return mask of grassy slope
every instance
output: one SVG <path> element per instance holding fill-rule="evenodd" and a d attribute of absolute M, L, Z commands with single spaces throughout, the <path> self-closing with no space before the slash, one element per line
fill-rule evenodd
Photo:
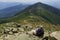
<path fill-rule="evenodd" d="M 33 16 L 31 18 L 31 16 Z M 36 17 L 36 18 L 35 18 Z M 40 4 L 32 5 L 28 8 L 26 8 L 21 13 L 18 13 L 17 15 L 8 18 L 8 19 L 2 19 L 1 22 L 22 22 L 24 20 L 27 20 L 28 22 L 34 21 L 34 22 L 50 22 L 54 24 L 60 24 L 60 16 L 55 15 L 54 13 L 48 11 L 47 9 L 40 6 Z"/>

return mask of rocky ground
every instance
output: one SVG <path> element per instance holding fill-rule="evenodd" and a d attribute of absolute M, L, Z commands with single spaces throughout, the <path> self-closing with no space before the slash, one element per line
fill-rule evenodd
<path fill-rule="evenodd" d="M 21 26 L 19 23 L 6 23 L 4 24 L 4 27 L 0 29 L 0 40 L 60 40 L 60 31 L 49 33 L 44 30 L 44 35 L 42 37 L 33 35 L 39 27 L 43 28 L 42 25 L 32 27 L 30 25 Z"/>

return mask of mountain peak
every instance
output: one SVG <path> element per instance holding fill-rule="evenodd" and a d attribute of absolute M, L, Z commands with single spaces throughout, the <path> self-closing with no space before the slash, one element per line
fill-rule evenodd
<path fill-rule="evenodd" d="M 41 2 L 37 2 L 37 3 L 35 3 L 36 5 L 39 5 L 39 4 L 43 4 L 43 3 L 41 3 Z"/>

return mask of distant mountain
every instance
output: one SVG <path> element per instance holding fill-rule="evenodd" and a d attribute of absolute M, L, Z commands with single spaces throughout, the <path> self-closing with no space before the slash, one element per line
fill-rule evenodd
<path fill-rule="evenodd" d="M 51 23 L 51 24 L 60 24 L 60 16 L 55 13 L 58 9 L 43 4 L 36 3 L 19 12 L 15 16 L 2 19 L 0 23 L 5 22 L 20 22 L 20 23 L 31 23 L 31 24 L 40 24 L 40 23 Z"/>
<path fill-rule="evenodd" d="M 29 5 L 26 5 L 26 4 L 19 4 L 19 5 L 15 5 L 12 7 L 2 9 L 2 10 L 0 10 L 0 18 L 11 17 L 11 16 L 15 15 L 16 13 L 24 10 L 28 6 Z"/>
<path fill-rule="evenodd" d="M 16 6 L 16 5 L 19 5 L 19 4 L 21 4 L 21 3 L 17 3 L 17 2 L 0 2 L 0 10 L 8 8 L 8 7 Z"/>

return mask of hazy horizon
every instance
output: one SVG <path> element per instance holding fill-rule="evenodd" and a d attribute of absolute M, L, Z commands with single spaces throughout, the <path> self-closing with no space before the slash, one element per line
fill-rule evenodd
<path fill-rule="evenodd" d="M 34 4 L 37 2 L 42 2 L 60 9 L 60 0 L 0 0 L 0 3 L 2 3 L 0 4 L 0 8 L 9 7 L 19 3 Z"/>

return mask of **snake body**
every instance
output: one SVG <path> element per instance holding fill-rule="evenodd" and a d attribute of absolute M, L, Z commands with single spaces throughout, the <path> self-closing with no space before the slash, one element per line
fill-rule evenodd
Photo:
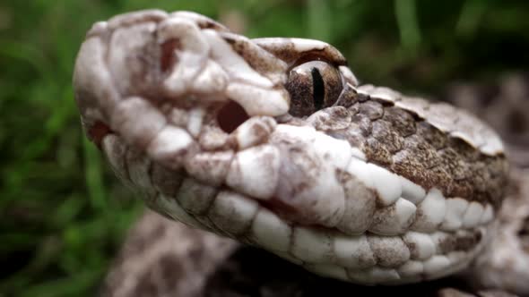
<path fill-rule="evenodd" d="M 88 137 L 150 208 L 318 275 L 434 279 L 494 234 L 497 134 L 450 105 L 359 85 L 326 43 L 135 12 L 93 25 L 74 84 Z"/>

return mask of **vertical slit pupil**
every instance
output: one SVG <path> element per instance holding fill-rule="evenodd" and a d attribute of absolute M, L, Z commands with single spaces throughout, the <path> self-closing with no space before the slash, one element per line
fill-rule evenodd
<path fill-rule="evenodd" d="M 312 99 L 316 110 L 320 110 L 324 106 L 325 98 L 325 85 L 317 68 L 313 67 L 310 70 L 312 74 Z"/>

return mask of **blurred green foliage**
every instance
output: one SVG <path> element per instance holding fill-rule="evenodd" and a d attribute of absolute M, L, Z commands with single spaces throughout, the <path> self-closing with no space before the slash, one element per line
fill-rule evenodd
<path fill-rule="evenodd" d="M 71 77 L 91 24 L 194 10 L 249 37 L 335 45 L 364 81 L 435 92 L 529 64 L 527 1 L 18 0 L 0 4 L 0 296 L 91 296 L 142 206 L 84 140 Z"/>

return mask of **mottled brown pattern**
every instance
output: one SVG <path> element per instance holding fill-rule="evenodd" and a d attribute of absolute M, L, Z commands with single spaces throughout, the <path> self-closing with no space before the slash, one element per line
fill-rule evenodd
<path fill-rule="evenodd" d="M 523 81 L 519 77 L 514 77 L 516 81 Z M 529 80 L 528 80 L 529 81 Z M 507 85 L 512 85 L 512 81 L 507 81 Z M 516 84 L 515 84 L 516 85 Z M 527 84 L 529 86 L 529 84 Z M 502 88 L 507 88 L 501 85 Z M 520 86 L 518 84 L 518 86 Z M 521 85 L 522 89 L 525 89 L 525 84 Z M 491 85 L 485 85 L 487 89 Z M 464 91 L 461 91 L 459 88 L 451 89 L 449 98 L 455 100 L 457 104 L 470 105 L 471 109 L 476 110 L 479 115 L 484 116 L 490 121 L 495 127 L 502 127 L 506 123 L 502 117 L 499 117 L 498 115 L 492 114 L 490 117 L 487 117 L 488 113 L 487 106 L 483 105 L 483 102 L 490 102 L 490 105 L 494 106 L 499 103 L 510 102 L 513 98 L 508 94 L 503 94 L 501 96 L 496 94 L 493 98 L 489 100 L 481 101 L 481 88 L 483 86 L 475 85 L 464 85 L 461 87 Z M 509 87 L 510 88 L 510 87 Z M 509 89 L 507 88 L 507 89 Z M 515 88 L 516 89 L 516 88 Z M 529 90 L 529 88 L 527 88 Z M 461 91 L 461 94 L 458 93 Z M 513 90 L 508 93 L 518 93 Z M 456 94 L 459 94 L 455 96 Z M 489 94 L 487 92 L 487 94 Z M 529 92 L 527 93 L 529 94 Z M 525 98 L 525 101 L 529 103 L 529 97 Z M 475 100 L 475 101 L 473 101 Z M 468 103 L 468 102 L 474 103 Z M 515 100 L 516 102 L 518 102 Z M 509 110 L 517 112 L 519 105 L 508 105 L 507 107 L 501 108 L 502 115 L 507 115 L 508 117 Z M 423 122 L 422 122 L 423 123 Z M 419 124 L 418 126 L 421 126 Z M 524 141 L 529 140 L 525 138 L 520 132 L 515 132 L 509 128 L 507 131 L 500 129 L 502 135 L 511 134 L 512 139 L 516 141 L 509 142 L 507 150 L 509 156 L 511 156 L 511 163 L 516 167 L 527 166 L 529 165 L 529 158 L 524 157 L 524 153 L 526 151 L 526 147 L 523 147 Z M 345 135 L 340 133 L 341 131 L 336 131 L 336 135 Z M 522 150 L 519 148 L 525 148 Z M 498 163 L 498 162 L 497 162 Z M 499 162 L 500 163 L 500 162 Z M 515 191 L 510 191 L 509 195 L 507 197 L 507 208 L 504 208 L 500 214 L 500 229 L 506 230 L 504 233 L 514 233 L 516 234 L 522 234 L 524 238 L 524 227 L 517 227 L 520 222 L 526 222 L 529 217 L 529 212 L 523 215 L 520 213 L 518 216 L 513 216 L 513 213 L 516 210 L 519 210 L 521 206 L 527 205 L 529 201 L 529 174 L 520 174 L 519 171 L 513 173 L 513 176 L 516 178 L 513 181 Z M 527 208 L 525 208 L 527 209 Z M 152 225 L 152 221 L 160 222 L 167 225 L 167 232 L 160 232 L 163 228 L 154 227 Z M 514 228 L 509 226 L 513 225 Z M 526 226 L 526 225 L 522 225 Z M 142 227 L 143 226 L 143 227 Z M 145 228 L 146 226 L 152 226 Z M 169 231 L 170 230 L 170 231 Z M 187 274 L 177 276 L 171 275 L 173 282 L 176 284 L 181 284 L 186 282 L 186 284 L 197 284 L 198 286 L 203 286 L 197 289 L 195 292 L 200 292 L 196 295 L 204 296 L 241 296 L 241 295 L 254 295 L 254 296 L 318 296 L 318 295 L 333 295 L 333 296 L 350 296 L 351 292 L 359 296 L 368 295 L 382 295 L 387 296 L 389 294 L 394 295 L 406 295 L 406 296 L 442 296 L 442 297 L 512 297 L 516 295 L 516 288 L 512 287 L 513 282 L 516 277 L 521 277 L 519 274 L 511 275 L 513 273 L 512 267 L 507 261 L 501 261 L 498 263 L 499 266 L 490 267 L 490 255 L 494 255 L 497 252 L 495 250 L 499 248 L 508 249 L 508 245 L 504 242 L 503 237 L 495 236 L 492 239 L 492 247 L 488 252 L 480 258 L 479 265 L 473 267 L 466 276 L 465 280 L 458 280 L 455 278 L 447 278 L 440 281 L 429 282 L 420 284 L 405 285 L 400 287 L 366 287 L 359 286 L 351 284 L 345 284 L 339 281 L 330 280 L 316 276 L 300 267 L 282 260 L 273 255 L 266 253 L 263 250 L 254 248 L 239 248 L 236 252 L 232 253 L 231 256 L 226 256 L 227 259 L 215 263 L 210 263 L 206 267 L 210 271 L 215 270 L 212 274 L 203 274 L 197 271 L 196 274 Z M 154 271 L 157 267 L 156 259 L 149 257 L 152 253 L 163 253 L 163 249 L 159 246 L 167 246 L 170 248 L 170 252 L 174 255 L 175 259 L 178 261 L 191 261 L 195 264 L 186 264 L 186 267 L 194 267 L 198 263 L 204 263 L 201 259 L 185 257 L 186 253 L 175 252 L 173 244 L 180 243 L 182 241 L 189 240 L 188 237 L 194 238 L 189 233 L 181 233 L 181 225 L 174 222 L 169 222 L 163 219 L 152 212 L 148 212 L 145 216 L 136 224 L 136 226 L 131 230 L 127 240 L 126 241 L 124 249 L 119 256 L 119 259 L 115 261 L 115 265 L 111 270 L 111 274 L 108 276 L 106 281 L 106 285 L 102 292 L 102 295 L 106 296 L 122 296 L 122 297 L 135 297 L 141 295 L 140 293 L 143 284 L 145 287 L 150 284 L 149 279 L 140 278 L 140 274 L 134 273 L 130 269 L 126 269 L 124 265 L 126 263 L 134 263 L 135 266 L 140 269 L 141 275 L 149 275 L 149 271 Z M 200 236 L 214 236 L 207 233 L 200 233 Z M 172 238 L 168 240 L 168 238 Z M 171 242 L 174 240 L 174 242 Z M 202 241 L 196 241 L 194 244 L 200 244 Z M 529 240 L 520 239 L 521 244 L 529 245 Z M 193 249 L 192 249 L 193 250 Z M 131 252 L 131 250 L 134 252 Z M 209 251 L 208 251 L 209 250 Z M 496 250 L 497 251 L 497 250 Z M 208 254 L 209 252 L 209 254 Z M 212 256 L 220 256 L 221 252 L 218 249 L 209 250 L 206 249 L 201 253 L 202 259 L 209 259 Z M 229 257 L 229 258 L 228 258 Z M 258 268 L 256 268 L 258 267 Z M 273 274 L 270 274 L 269 271 L 274 271 Z M 132 273 L 130 273 L 132 272 Z M 164 270 L 165 273 L 169 271 Z M 121 274 L 121 276 L 118 276 Z M 502 283 L 492 283 L 490 278 L 487 277 L 498 277 L 499 276 L 507 276 L 508 282 L 507 284 Z M 160 276 L 160 277 L 164 277 Z M 196 277 L 199 279 L 196 281 L 190 281 Z M 119 279 L 119 281 L 117 281 Z M 204 281 L 203 281 L 204 280 Z M 521 282 L 526 283 L 525 279 L 520 279 Z M 120 288 L 124 286 L 124 284 L 127 283 L 137 284 L 134 284 L 135 288 L 139 289 L 138 292 L 134 290 L 121 291 L 121 294 L 117 294 Z M 473 284 L 474 289 L 469 287 L 470 283 Z M 156 283 L 160 284 L 160 283 Z M 195 285 L 195 284 L 193 284 Z M 175 286 L 173 286 L 174 288 Z M 178 287 L 178 286 L 176 286 Z M 496 287 L 498 289 L 492 289 Z M 486 289 L 487 288 L 487 289 Z M 152 287 L 152 289 L 153 289 Z M 519 289 L 519 288 L 518 288 Z M 510 291 L 508 293 L 507 291 Z M 143 291 L 144 292 L 144 291 Z M 157 292 L 161 292 L 161 289 L 158 289 Z M 161 297 L 161 296 L 181 296 L 173 292 L 172 293 L 166 292 L 166 294 L 152 293 L 150 296 Z M 194 296 L 189 293 L 187 296 Z M 520 295 L 521 296 L 521 295 Z"/>
<path fill-rule="evenodd" d="M 343 101 L 340 104 L 347 106 Z M 333 113 L 336 108 L 340 107 L 322 112 Z M 507 182 L 507 163 L 502 155 L 480 153 L 413 114 L 376 98 L 358 100 L 348 110 L 352 115 L 349 127 L 332 129 L 333 124 L 325 121 L 333 120 L 322 117 L 315 128 L 325 127 L 325 132 L 360 148 L 368 161 L 387 167 L 427 191 L 437 187 L 445 197 L 461 197 L 496 208 L 500 205 L 499 189 Z"/>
####
## DO THIS
From the material above, copy out exactly the stretch from the line containing "return mask of mountain peak" through the line containing "41 2 L 37 2", including both of those lines.

## IN RESPONSE
return mask of mountain peak
every instance
output: one SVG <path> element per instance holding fill-rule="evenodd" and a d attribute of absolute M, L, Z commands with single spaces throughout, the <path> self-closing with no space before the slash, one element per line
fill-rule evenodd
<path fill-rule="evenodd" d="M 41 2 L 37 2 L 37 3 L 35 3 L 36 5 L 39 5 L 39 4 L 43 4 L 43 3 L 41 3 Z"/>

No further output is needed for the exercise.